** Opening DATASET EXTRACT block **

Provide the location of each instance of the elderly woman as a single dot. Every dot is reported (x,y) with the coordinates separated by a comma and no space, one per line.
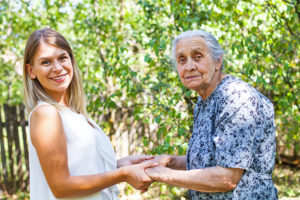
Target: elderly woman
(231,152)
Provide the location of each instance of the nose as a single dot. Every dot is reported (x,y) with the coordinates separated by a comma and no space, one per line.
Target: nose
(57,67)
(190,65)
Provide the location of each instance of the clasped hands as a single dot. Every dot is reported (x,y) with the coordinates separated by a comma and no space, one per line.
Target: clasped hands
(144,170)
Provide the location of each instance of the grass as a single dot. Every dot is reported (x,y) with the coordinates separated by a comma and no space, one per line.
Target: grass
(286,179)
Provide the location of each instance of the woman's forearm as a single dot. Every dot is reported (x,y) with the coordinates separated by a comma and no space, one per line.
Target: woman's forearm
(76,186)
(214,179)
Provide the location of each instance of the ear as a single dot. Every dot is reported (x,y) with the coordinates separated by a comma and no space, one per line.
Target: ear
(219,63)
(30,71)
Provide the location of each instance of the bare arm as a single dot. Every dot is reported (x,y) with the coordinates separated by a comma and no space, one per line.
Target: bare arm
(213,179)
(48,138)
(171,161)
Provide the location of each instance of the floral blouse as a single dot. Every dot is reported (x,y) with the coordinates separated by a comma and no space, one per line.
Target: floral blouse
(234,128)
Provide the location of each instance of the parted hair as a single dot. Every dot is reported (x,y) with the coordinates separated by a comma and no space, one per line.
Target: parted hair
(33,91)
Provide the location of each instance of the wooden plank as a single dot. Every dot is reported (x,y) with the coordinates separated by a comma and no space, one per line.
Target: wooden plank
(23,124)
(17,150)
(9,132)
(4,175)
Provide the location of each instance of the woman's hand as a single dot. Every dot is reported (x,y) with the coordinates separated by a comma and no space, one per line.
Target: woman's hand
(162,160)
(131,160)
(158,173)
(135,175)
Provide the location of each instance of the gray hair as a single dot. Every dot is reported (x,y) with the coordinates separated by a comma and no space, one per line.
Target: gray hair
(211,42)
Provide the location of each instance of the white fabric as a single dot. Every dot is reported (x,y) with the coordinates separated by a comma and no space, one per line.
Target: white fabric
(89,152)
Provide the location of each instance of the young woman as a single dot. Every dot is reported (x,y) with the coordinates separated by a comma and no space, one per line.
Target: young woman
(70,156)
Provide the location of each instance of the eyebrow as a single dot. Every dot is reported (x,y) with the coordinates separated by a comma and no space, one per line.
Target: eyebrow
(43,58)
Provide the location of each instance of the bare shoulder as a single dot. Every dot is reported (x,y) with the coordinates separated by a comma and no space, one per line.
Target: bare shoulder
(44,111)
(45,125)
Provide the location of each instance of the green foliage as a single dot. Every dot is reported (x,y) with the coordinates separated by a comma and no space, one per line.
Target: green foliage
(123,50)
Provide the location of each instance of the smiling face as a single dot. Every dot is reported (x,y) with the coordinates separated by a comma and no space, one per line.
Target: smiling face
(196,68)
(52,67)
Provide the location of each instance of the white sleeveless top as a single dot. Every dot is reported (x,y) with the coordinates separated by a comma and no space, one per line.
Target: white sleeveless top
(89,152)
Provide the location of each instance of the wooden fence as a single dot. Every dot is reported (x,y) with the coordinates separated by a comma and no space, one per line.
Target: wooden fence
(14,166)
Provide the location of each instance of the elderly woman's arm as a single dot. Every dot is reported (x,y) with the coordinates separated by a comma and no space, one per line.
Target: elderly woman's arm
(213,179)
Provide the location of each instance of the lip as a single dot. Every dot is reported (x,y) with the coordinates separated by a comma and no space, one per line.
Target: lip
(192,77)
(59,78)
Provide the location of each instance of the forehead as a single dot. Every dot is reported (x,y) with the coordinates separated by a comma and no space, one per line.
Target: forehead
(187,45)
(46,50)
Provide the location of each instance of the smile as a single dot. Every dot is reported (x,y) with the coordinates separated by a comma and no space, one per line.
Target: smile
(192,77)
(60,78)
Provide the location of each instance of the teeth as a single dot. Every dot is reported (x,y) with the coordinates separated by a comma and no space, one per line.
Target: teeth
(59,78)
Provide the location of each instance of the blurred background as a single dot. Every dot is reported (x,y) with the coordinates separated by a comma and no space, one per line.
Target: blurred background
(123,50)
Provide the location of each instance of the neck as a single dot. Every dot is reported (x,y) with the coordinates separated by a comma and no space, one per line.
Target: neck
(206,91)
(60,98)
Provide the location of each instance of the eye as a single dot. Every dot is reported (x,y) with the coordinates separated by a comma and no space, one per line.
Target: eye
(181,60)
(198,56)
(63,58)
(46,62)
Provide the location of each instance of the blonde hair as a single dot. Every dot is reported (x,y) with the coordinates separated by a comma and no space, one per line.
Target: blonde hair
(33,91)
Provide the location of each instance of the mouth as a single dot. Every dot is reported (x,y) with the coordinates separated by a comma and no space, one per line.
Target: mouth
(192,77)
(59,78)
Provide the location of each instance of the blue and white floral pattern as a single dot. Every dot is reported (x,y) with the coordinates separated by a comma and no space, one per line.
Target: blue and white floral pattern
(234,127)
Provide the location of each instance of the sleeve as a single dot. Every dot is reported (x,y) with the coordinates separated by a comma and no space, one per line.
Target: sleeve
(236,125)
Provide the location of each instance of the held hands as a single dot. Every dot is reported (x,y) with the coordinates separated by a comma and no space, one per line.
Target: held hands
(135,175)
(132,160)
(141,171)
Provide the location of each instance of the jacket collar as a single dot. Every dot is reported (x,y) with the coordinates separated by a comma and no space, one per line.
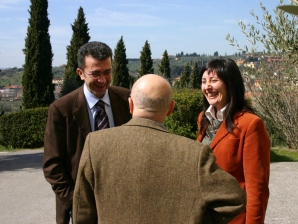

** Closing DATASET EXTRACT block **

> **PROBLEM**:
Please repeat the data above exactly as it appears, pictures excluded.

> **FINISHED TASK**:
Provide the location of each instance of the elderly woman as a single dot. Every dot is reported (x,y) with the coordinates separated by a comma and no space, one per line.
Target: elderly woman
(231,152)
Provide the location of each instance of the nose as a single dot. Every dot is reported (x,y) with the coordinates separated by a comma and no space, one per line.
Target: nose
(57,67)
(190,65)
Provide the location of each instance of the clasped hands as a single dot. Every dot is reported (x,y) with the coordinates separated by a comma and no space, one per line.
Target: clasped hands
(144,170)
Provide the location of each instance of the grass as a single dot. Every dot is reported (x,y) with the coordinates separated by a comma and no space, one per line.
Target: grass
(286,179)
Provide the location of each instance of the woman's forearm as a single dot. Every dot is reported (x,y) with the coordinates separated by a comma and no space, one per line.
Target: woman's forearm
(76,186)
(214,179)
Provide the location of each instance of the ear as a single dot. Every dot is reported (x,y) with the coordinates separated by a comma and no space, one per line.
Target: ear
(219,63)
(30,71)
Provide the location of each instance of the bare arm as a single dot. Every dot is reported (x,y) with the coordinates separated by a comma and no space, one per line.
Target: bare arm
(213,179)
(48,138)
(171,161)
Provide the location of each instance of the floral blouse as a single dot. Every dot is reported (x,y) with the coordinates separated by a comma and no space, one per line.
Target: floral blouse
(234,128)
Provide the location of each instance of the parted hair as a single dot. Every dot is reported (x,y) with the coordinates separated by a comma and no space, one per line.
Target: parted hair
(33,91)
Provide the location of each instance of the wooden plank as a single dot. Every dot is reported (x,y) with the coordinates separated by a comma and no space, one per line.
Target: wooden plank
(23,124)
(17,150)
(9,132)
(4,175)
Provide the location of each instance of the woman's hand as a single dot. Every dot is reported (x,y) with the coordinates separated by a comma and no space, one per line.
Target: woman's hand
(162,160)
(131,160)
(158,173)
(135,175)
Provide the location of each instance of the gray hair as a single dot. Every dot is reported (x,y) with the coordinates separated by a comma and no space, one per line.
Target: gray hair
(211,42)
Provide the location of each instance of the white fabric as a single dot. Every dot is reported (x,y) with the coordinates separated by a comma and no space, one per line.
Target: white fabric
(89,152)
Provide the location of each instance of the young woman as a single dot. Every dot is reported (x,y) with the coordinates separated by a comma and no space, one per line.
Target: young woman
(70,156)
Provide the location of each instance of the eyebrow as a single dot. Every dot is reported (x,y) with the coordinates separated by a comma and no space, one per line.
Target: eyebrow
(43,58)
Provide the location of each instance of the bare shoulder as a single dot. Every dot is reported (x,y) with the coordinates separated by a comma and no space, one per line.
Target: bare shoulder
(44,111)
(45,125)
Provide the location of each instance of the green foliage as a single dot. Every dot is reported (x,y) with the coordinates separated by a comma and no space, one per line.
Target: green foliage
(123,50)
Provide the location of each instance of the smiling face as a single dot. Every dot is reported (x,y) with the coordinates separated by a comma and no space, one per line.
Target: smiling face
(196,68)
(52,67)
Provide the location of each instance of the white sleeveless top as a single dot. Every dot is reported (x,y) with the coordinates separated by a comma and no space, one per line.
Target: white sleeveless top
(89,152)
Provide the location of each instance of the wooden fence as a single dot. Every dot is reported (x,y) with the coordinates separated by a comma and no space, one per line.
Target: wooden fence
(14,166)
Provide the location of each instance of the elderly woman's arm as a single dot. Every dot is reported (x,y) with the coordinates separated by a comma and no space, one per line.
Target: elderly woman's arm
(213,179)
Provide the location of each instance of the lip as a single dot. Every dot is reported (x,y) with the coordinates separated by a comma and no space, one per line.
Target: lip
(192,77)
(59,78)
Provide the location of each instance of the forehead as a single dot. Every dot is reported (x,y) with the coordinates separated by a comma and no space, one per line.
Target: forehead
(187,45)
(46,50)
Provide the location of each instance of the smile as a single dot. Every dot is reported (x,y) with the coordinates separated by a comma and no space, one per line.
Target: smile
(192,77)
(60,78)
Provide the location of each instance of the teeth as a single dot. Every dot is reported (x,y) with the coordinates separated by a comma and no space, one per line.
Target: teeth
(59,78)
Provide the location of each instance of the blurred background as a single dot. Every dot is reported (x,y) with the coordinates separated by a comma and no space, one per line.
Target: blurred background
(123,50)
Provide the location of each instance of the neck as a single dot. Every dot is reported (x,y) with the coordinates separated by a comma and no space, one per line.
Target: neck
(206,91)
(60,98)
Provide the location of each instance of the eye as a single dot. Every dot is reported (x,y) with the coordinates separated by a comma and no space, one per line.
Target: eye
(181,60)
(198,56)
(63,58)
(46,62)
Provide the location of each instance of the blonde hair as a single dot. Every dot is reported (x,y) with the coordinates separated by a comma and no space, one per line.
Target: blonde hair
(33,91)
Provide the location of each instance of the mouth as a single dot. Every dot is reported (x,y) with the coordinates separated by a comma and no space, one per line.
Target: mouth
(192,77)
(59,78)
Provide the location of each instance of the blue and white floral pattern as a single dot. Every dot is reported (x,y) with the coordinates separated by a comma and no space, one per line.
Target: blue and white floral pattern
(234,127)
Provide the location of each instance of the sleeve as a single dot. Every dot is reported (x,y) with the coordinates separated by a comma and no space, one per line.
Target: sleeve
(236,125)
Provide the location of each instance of the held hands as a single dot. Every dot is reported (x,y) with the coordinates separated by a comma and no space, one per line.
Target: held hands
(135,175)
(132,160)
(141,171)
Provide the location of each instance of the jacket collar as a single dot. Every dot is reported (x,y) with the coordinates separated by a comma and no space, one per line.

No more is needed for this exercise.